-- Görev Tanımı 1 --
Aşağıdaki seçilen metinde "Kan döken, terör estiren" sözleriyle başlayan paragrafı, ana bilgilerini koruyarak daha kısa biçimde yeniden yazınız.

Geçtiğimiz senenin sonlarına doğru Kolombiya'daki savaşa dair halk oylamasının sonuçunun "hayır" çıkmasının yorumları iyi yapılamadı.
İnsanların verdikleri yanıtın "hayır" olmasını, o toplumun barıştan değil de savaştan yana olduğunun bir göstergesi olarak sunulması son zamanlarda başımızdan bir türlü atamadığımız algı yönetiminin çok önemli bir örneği.
Bence Kolombiya'daki insanlar, önlerine konan evet / hayır seçeneklerini geçmişle böylesine kolay yüzleşmenin ve geçmişte topluma zarar veren insanların cezalandırılmak yerine adeta ödüllenmesine bir tepki olarak değerlendirdiklerini görüyorum.
Kan döken, terör estiren, insanların yaşam haklarına açık ve aleni bir şekilde tecavüz eden insanların yeri ulusal temsil lokasyonları değil ceza çekecekleri yerlerken, Kolombiya halkının teröristleri yaptıkları suçlardan aklayacak olan bir referanduma "evet" demelerini beklemek komedi olurdu.

-- Verilen Bilgiler --
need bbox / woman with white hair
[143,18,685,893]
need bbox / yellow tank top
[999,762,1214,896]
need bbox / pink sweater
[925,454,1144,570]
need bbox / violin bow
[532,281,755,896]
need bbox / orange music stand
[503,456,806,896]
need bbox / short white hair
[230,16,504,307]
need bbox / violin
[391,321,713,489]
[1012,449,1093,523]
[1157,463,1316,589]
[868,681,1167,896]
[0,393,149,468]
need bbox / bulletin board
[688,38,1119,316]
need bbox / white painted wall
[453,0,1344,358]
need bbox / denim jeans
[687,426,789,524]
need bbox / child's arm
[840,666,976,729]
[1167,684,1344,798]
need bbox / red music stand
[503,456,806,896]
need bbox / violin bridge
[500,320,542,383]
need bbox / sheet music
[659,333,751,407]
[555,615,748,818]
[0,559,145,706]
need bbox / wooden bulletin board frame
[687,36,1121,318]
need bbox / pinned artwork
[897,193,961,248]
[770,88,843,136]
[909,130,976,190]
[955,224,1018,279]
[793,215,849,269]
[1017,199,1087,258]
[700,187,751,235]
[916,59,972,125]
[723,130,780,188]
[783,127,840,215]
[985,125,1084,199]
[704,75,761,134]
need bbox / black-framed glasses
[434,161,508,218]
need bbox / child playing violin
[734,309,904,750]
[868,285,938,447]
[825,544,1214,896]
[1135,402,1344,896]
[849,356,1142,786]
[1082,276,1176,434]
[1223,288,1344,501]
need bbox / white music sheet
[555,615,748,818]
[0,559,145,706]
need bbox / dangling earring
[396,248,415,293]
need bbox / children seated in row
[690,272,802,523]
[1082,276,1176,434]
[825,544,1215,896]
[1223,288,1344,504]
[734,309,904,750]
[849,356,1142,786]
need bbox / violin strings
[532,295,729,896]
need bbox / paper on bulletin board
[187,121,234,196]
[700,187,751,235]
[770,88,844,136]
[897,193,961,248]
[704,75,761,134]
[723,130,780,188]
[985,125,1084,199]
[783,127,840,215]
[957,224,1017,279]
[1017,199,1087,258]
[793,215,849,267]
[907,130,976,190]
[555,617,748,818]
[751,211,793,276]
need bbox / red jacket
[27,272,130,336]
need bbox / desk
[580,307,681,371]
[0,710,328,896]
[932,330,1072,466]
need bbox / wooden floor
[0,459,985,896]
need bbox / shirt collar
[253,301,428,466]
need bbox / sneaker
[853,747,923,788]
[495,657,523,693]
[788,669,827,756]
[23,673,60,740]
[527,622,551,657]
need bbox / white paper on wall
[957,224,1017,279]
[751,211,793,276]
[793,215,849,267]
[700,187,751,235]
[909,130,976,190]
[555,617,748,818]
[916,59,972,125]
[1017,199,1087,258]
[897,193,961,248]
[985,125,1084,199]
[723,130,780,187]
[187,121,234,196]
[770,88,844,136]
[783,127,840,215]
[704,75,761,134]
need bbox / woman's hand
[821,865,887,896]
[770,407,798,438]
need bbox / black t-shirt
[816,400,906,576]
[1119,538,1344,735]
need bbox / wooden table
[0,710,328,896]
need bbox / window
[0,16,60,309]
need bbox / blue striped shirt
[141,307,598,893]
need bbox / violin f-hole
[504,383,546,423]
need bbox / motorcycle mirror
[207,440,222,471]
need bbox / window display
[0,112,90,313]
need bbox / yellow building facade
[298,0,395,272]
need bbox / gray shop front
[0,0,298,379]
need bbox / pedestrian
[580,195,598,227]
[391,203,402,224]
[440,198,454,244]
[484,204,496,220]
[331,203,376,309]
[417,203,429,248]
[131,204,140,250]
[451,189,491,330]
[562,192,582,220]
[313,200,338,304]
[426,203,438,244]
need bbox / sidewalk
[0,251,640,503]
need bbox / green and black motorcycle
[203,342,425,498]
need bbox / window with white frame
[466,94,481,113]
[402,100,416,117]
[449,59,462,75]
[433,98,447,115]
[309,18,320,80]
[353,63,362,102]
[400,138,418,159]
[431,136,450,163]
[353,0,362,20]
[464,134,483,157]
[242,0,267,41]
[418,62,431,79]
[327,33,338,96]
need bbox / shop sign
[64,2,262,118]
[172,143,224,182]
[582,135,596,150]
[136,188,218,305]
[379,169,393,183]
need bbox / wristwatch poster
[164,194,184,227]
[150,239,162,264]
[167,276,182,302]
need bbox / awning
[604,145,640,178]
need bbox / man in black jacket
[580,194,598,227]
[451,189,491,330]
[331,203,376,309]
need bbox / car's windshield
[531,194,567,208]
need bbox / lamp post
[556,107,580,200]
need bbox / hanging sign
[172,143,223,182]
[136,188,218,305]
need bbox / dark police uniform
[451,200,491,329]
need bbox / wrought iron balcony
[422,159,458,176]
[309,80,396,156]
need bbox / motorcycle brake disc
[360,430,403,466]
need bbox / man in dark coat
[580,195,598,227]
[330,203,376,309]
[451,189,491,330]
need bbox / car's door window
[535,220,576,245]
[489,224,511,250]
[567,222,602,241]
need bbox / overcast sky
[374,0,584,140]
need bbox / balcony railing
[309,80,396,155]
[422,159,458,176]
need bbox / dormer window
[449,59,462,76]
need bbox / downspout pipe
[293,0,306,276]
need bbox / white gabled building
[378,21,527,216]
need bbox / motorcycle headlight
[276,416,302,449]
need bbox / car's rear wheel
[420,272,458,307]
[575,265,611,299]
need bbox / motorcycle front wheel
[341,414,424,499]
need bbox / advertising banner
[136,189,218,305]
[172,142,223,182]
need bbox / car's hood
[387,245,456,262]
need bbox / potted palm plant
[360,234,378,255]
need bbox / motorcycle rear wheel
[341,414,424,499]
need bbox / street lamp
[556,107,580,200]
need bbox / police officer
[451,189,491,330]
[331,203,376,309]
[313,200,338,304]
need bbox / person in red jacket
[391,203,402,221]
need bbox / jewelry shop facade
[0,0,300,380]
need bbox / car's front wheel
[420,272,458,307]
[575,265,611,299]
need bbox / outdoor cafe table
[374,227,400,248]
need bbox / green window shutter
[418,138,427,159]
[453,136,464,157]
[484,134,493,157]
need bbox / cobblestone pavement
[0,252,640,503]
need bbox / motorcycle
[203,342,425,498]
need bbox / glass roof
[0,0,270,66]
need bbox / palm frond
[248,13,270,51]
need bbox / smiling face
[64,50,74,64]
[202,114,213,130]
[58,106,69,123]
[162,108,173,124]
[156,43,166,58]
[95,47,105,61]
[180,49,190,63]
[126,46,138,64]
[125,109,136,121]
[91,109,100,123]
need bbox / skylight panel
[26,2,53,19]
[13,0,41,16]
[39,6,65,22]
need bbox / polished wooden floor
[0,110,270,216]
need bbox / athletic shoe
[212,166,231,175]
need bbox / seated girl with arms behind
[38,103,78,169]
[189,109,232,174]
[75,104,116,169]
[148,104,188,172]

-- Görev Tanımı 2 --
Yukarıdaki listenin başından "[230,16,504,307]" içeren satıra kadar uzanan bölümü, iki uç da dahil olmak üzere, her satır bir dize olacak biçimde JSON listesine dönüştürünüz. Boş satırları almayınız.

-- Doğru Yanıt 1 --
Kan döken, terör estiren ve insanların yaşam haklarını açıkça çiğneyen kişilerin yeri ulusal temsil makamları değil, ceza çekecekleri yerlerdir. Bu yüzden Kolombiya halkından, teröristleri suçlarından aklayacak bir referanduma "evet" demesini beklemek gülünç olurdu.

-- Doğru Yanıt 2 --
[
  "need bbox / woman with white hair",
  "[143,18,685,893]",
  "need bbox / yellow tank top",
  "[999,762,1214,896]",
  "need bbox / pink sweater",
  "[925,454,1144,570]",
  "need bbox / violin bow",
  "[532,281,755,896]",
  "need bbox / orange music stand",
  "[503,456,806,896]",
  "need bbox / short white hair",
  "[230,16,504,307]"
]